Leave out every picture, and output exactly the lines from the line containing "Expected: one point per instance of the light bulb, each" through the last line of the data.

· · ·

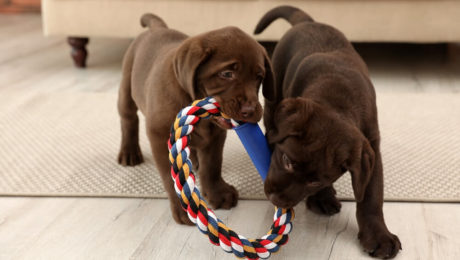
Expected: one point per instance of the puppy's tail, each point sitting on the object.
(291, 14)
(152, 21)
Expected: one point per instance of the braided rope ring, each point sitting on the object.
(196, 207)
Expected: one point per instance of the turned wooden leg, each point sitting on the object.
(78, 52)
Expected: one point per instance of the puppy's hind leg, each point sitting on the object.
(130, 152)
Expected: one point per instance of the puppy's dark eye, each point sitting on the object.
(260, 77)
(227, 74)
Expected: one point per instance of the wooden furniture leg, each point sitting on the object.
(79, 52)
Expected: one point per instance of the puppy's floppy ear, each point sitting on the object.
(360, 164)
(190, 55)
(268, 84)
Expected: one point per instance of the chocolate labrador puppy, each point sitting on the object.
(165, 70)
(321, 121)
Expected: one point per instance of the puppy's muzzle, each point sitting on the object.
(247, 111)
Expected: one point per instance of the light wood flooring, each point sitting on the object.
(98, 228)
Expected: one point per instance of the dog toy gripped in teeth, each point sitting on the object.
(189, 195)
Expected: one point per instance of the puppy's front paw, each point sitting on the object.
(380, 244)
(221, 195)
(130, 156)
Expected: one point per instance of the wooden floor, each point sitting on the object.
(96, 228)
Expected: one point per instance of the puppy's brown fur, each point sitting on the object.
(163, 71)
(321, 121)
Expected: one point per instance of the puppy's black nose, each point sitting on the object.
(247, 111)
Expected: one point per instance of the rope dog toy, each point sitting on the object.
(196, 207)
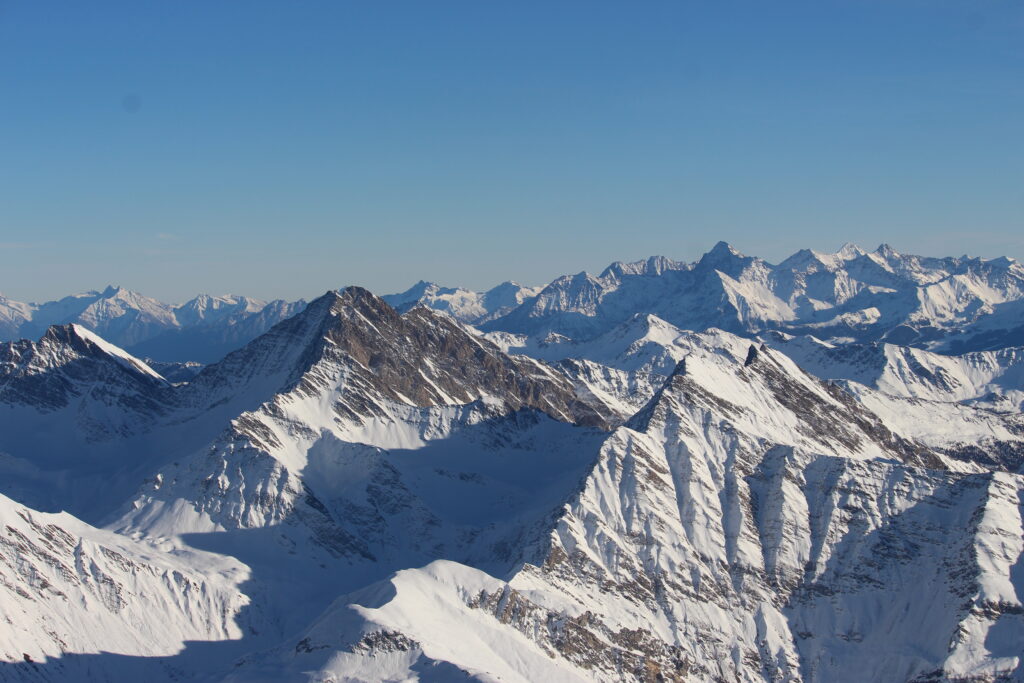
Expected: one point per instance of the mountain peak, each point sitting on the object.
(887, 252)
(849, 251)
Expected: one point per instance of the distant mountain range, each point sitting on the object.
(943, 304)
(718, 471)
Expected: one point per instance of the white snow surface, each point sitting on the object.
(778, 508)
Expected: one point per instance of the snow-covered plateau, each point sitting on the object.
(724, 470)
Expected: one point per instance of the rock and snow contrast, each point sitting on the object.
(718, 471)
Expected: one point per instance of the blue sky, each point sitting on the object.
(281, 148)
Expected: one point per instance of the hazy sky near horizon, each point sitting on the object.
(282, 148)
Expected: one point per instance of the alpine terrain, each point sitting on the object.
(725, 470)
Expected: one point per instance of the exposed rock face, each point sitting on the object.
(366, 495)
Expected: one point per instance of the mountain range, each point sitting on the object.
(723, 470)
(943, 304)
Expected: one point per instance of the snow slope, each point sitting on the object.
(359, 494)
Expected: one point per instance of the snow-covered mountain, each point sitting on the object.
(203, 329)
(950, 303)
(464, 305)
(582, 488)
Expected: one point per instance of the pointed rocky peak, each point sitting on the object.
(723, 257)
(850, 251)
(805, 259)
(414, 293)
(887, 252)
(652, 265)
(363, 302)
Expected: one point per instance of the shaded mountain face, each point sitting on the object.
(363, 494)
(202, 330)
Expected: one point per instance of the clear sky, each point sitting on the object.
(281, 148)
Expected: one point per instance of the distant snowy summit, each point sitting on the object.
(367, 494)
(952, 304)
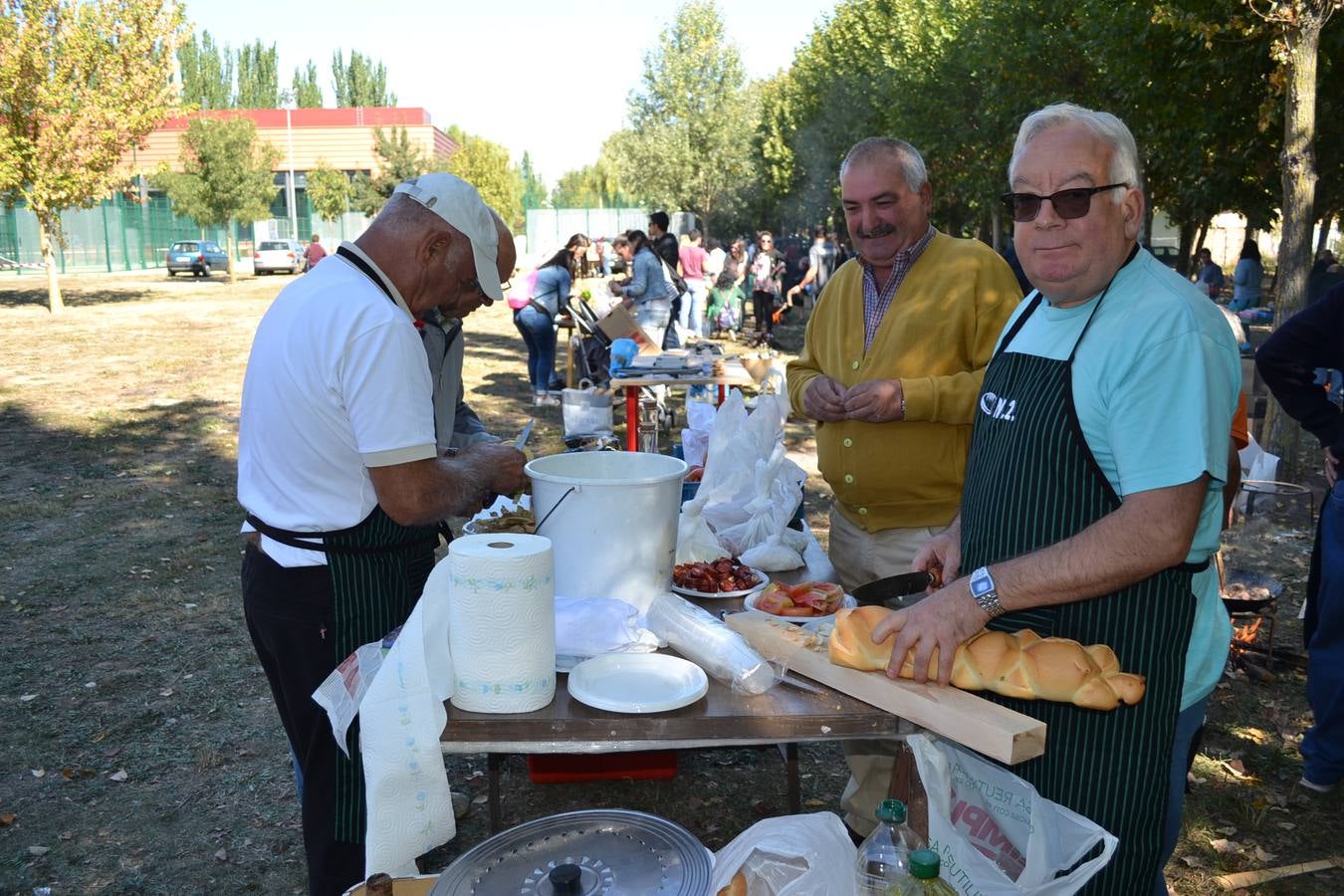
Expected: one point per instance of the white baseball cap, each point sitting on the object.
(457, 202)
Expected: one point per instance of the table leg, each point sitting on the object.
(789, 753)
(632, 418)
(495, 762)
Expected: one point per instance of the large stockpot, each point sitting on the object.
(611, 520)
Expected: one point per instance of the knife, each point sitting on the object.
(894, 591)
(794, 681)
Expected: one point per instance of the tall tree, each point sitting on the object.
(307, 92)
(207, 73)
(534, 189)
(81, 82)
(329, 191)
(360, 82)
(226, 176)
(688, 115)
(258, 77)
(486, 165)
(399, 160)
(1298, 24)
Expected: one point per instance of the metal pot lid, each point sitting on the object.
(614, 850)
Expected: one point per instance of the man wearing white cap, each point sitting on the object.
(340, 477)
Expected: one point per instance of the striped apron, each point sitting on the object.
(1032, 481)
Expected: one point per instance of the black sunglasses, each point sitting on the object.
(1068, 203)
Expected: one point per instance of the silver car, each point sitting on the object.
(279, 254)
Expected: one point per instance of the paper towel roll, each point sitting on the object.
(502, 622)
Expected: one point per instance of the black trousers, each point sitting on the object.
(292, 621)
(764, 307)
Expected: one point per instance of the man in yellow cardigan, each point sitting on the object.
(891, 365)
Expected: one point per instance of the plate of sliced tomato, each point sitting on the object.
(803, 602)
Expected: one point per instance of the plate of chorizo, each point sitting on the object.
(719, 577)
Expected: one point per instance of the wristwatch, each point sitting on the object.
(986, 594)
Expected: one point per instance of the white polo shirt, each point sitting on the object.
(336, 383)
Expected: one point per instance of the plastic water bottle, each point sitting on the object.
(924, 877)
(884, 856)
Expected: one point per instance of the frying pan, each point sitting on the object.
(897, 591)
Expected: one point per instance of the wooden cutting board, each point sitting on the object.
(949, 712)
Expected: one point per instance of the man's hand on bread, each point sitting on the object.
(943, 621)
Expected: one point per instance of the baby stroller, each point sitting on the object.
(593, 361)
(593, 349)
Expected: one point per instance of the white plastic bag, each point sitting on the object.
(710, 644)
(997, 835)
(790, 856)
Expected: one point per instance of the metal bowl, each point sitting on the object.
(599, 850)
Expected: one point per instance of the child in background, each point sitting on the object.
(726, 300)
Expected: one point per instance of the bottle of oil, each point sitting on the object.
(884, 856)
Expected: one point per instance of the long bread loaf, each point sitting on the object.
(1014, 665)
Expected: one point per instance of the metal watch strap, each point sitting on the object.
(988, 600)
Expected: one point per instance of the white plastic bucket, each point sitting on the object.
(611, 522)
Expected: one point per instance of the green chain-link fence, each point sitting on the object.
(121, 234)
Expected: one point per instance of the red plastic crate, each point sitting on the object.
(560, 769)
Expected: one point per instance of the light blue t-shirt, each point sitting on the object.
(1155, 381)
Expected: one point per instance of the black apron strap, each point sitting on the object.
(367, 270)
(331, 542)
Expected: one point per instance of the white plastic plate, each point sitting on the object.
(637, 683)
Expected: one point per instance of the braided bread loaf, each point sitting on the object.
(1014, 665)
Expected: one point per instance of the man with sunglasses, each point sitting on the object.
(1093, 488)
(340, 476)
(890, 369)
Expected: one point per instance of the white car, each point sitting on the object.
(279, 254)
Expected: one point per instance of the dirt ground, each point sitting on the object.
(141, 751)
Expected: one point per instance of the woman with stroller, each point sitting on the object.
(648, 289)
(537, 320)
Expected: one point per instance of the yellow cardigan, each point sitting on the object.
(936, 337)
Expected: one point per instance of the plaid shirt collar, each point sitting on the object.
(876, 301)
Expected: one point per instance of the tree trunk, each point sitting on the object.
(1298, 173)
(1298, 165)
(49, 258)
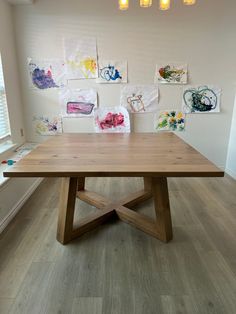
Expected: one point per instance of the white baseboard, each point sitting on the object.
(231, 173)
(4, 223)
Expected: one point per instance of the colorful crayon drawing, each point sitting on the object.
(112, 120)
(170, 120)
(171, 74)
(139, 99)
(78, 102)
(201, 99)
(81, 58)
(79, 108)
(47, 126)
(112, 72)
(46, 74)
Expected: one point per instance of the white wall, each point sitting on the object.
(10, 69)
(15, 192)
(202, 36)
(231, 160)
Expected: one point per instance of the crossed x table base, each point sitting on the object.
(155, 187)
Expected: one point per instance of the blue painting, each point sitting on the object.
(111, 72)
(46, 74)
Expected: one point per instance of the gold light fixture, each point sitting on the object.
(189, 2)
(145, 3)
(164, 4)
(123, 5)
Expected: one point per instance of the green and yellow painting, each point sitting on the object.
(170, 120)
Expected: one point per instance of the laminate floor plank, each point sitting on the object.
(87, 306)
(5, 304)
(116, 268)
(34, 290)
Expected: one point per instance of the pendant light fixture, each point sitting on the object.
(123, 5)
(164, 4)
(145, 3)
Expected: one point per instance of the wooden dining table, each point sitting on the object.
(154, 157)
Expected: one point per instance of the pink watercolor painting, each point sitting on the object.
(112, 119)
(78, 102)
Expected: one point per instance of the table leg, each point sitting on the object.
(162, 208)
(69, 187)
(147, 182)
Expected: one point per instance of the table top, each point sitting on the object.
(114, 155)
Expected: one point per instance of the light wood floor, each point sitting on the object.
(119, 269)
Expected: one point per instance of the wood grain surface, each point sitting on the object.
(112, 155)
(117, 269)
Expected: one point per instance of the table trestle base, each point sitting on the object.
(155, 187)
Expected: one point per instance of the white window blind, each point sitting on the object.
(4, 118)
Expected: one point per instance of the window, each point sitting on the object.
(4, 117)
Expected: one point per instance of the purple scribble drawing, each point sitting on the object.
(79, 107)
(42, 79)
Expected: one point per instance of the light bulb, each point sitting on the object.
(145, 3)
(189, 2)
(123, 4)
(164, 4)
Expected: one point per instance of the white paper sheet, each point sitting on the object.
(201, 99)
(78, 102)
(140, 98)
(81, 58)
(112, 72)
(112, 120)
(46, 74)
(171, 73)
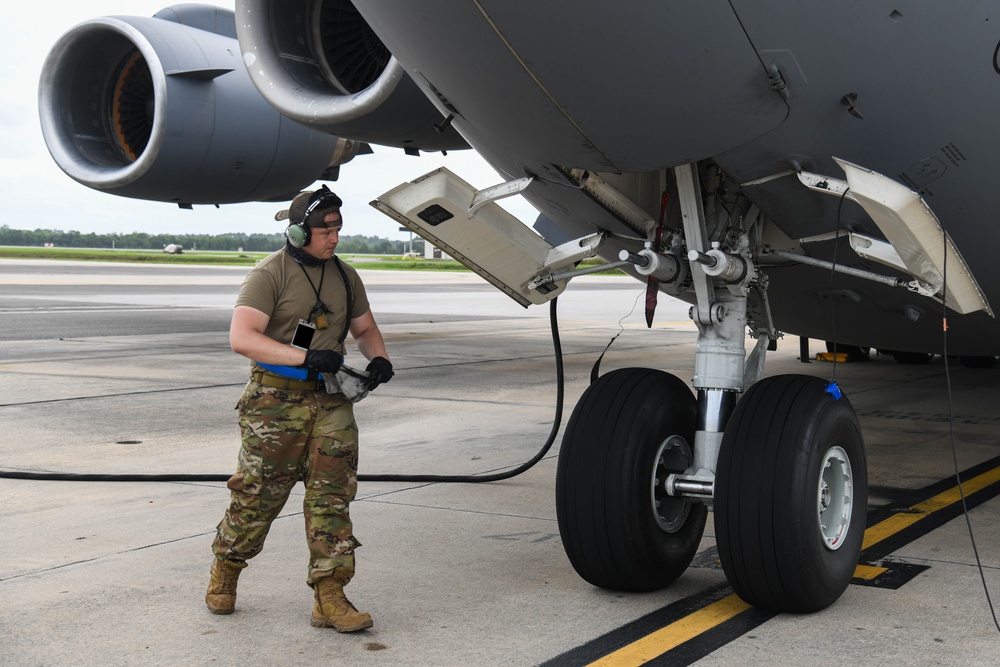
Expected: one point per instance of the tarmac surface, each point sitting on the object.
(109, 368)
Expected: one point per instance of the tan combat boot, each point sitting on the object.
(334, 610)
(221, 594)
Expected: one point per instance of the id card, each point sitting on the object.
(302, 337)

· · ·

ANSWER TO THE EXERCISE:
Expected: one point per instance of the light bulb, each point sitting on the object.
(145, 3)
(189, 2)
(123, 4)
(164, 4)
Expected: one point per instance of the white paper sheet, each point sitting on the object.
(201, 99)
(78, 102)
(140, 98)
(81, 58)
(112, 72)
(112, 120)
(46, 74)
(171, 73)
Expected: one point per instance of the tarmac surface, each point sitting on the object.
(109, 368)
Expected: one point per instance of the tan combat boot, each point sitting on the object.
(334, 610)
(221, 594)
Expected: one point per instance of the id card, each point sitting on the object.
(302, 337)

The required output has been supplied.